» **Exercise description**
Pick out every line below that contains the word "pixel", and copy each one unchanged. Case counts.

» **Extracted records**
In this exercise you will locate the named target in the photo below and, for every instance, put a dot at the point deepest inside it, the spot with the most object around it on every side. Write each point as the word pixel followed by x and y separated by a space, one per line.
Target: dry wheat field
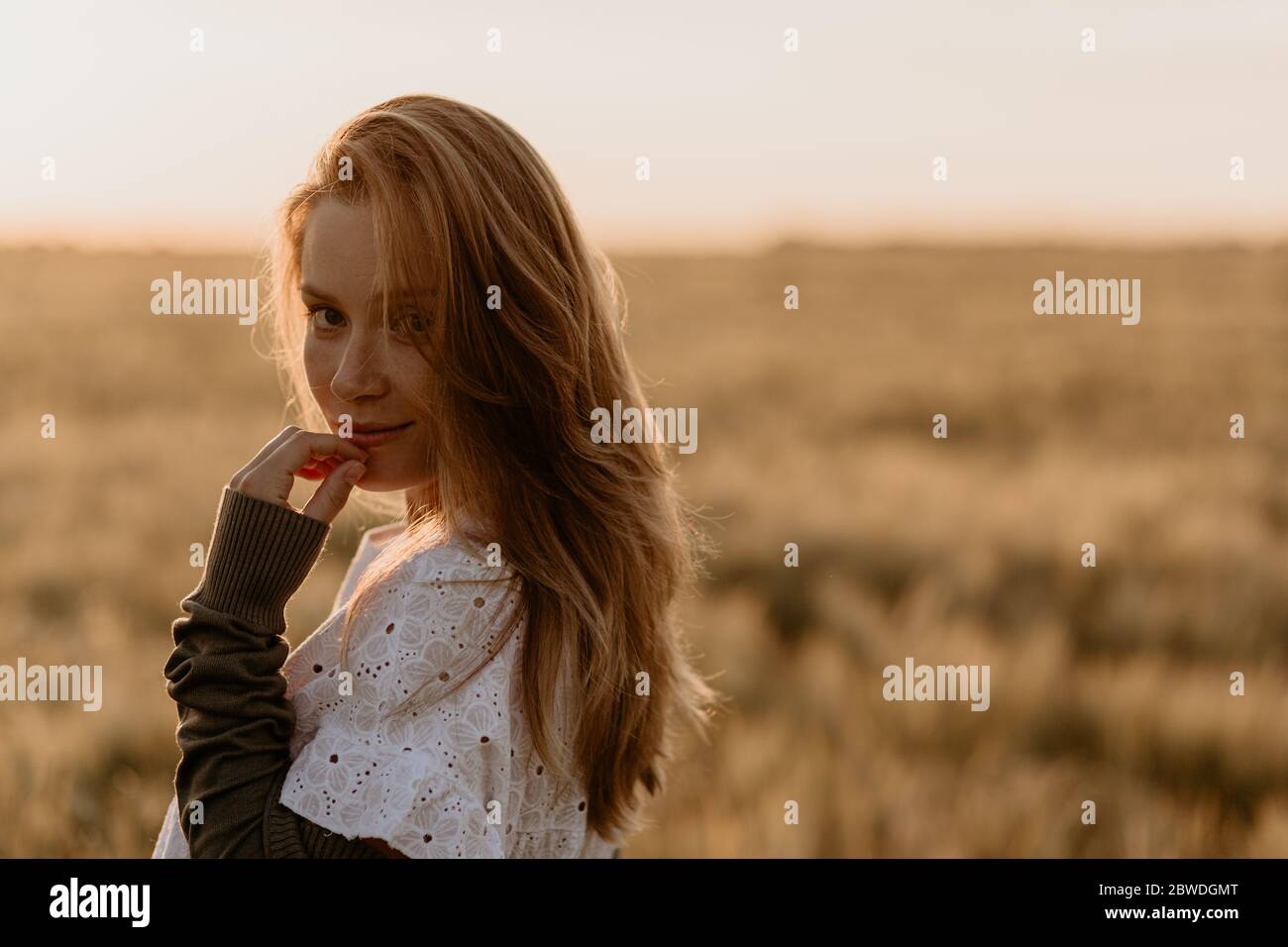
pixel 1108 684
---
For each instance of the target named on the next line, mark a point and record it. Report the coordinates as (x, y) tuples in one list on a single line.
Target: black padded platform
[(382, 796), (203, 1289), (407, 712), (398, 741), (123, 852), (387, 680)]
--
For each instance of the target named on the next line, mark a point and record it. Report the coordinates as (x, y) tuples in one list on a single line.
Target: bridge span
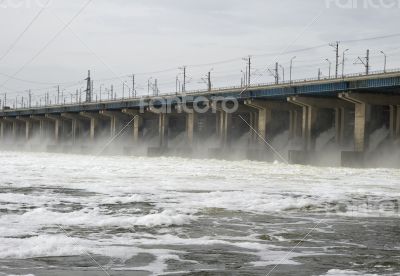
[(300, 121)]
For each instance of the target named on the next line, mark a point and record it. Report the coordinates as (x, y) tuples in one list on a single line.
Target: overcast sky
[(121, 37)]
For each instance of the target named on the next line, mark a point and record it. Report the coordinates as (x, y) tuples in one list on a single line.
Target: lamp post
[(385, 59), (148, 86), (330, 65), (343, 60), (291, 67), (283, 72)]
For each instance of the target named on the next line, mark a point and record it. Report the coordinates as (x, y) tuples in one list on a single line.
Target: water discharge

» **Full solution**
In this exercise you will locate the named target in the photo below and, for every instance, put a dot at the point deepest inside it, the spot with the most object around it on every side. Write each point as the word pixel followed by x and y separated by a space, one per line.
pixel 1108 684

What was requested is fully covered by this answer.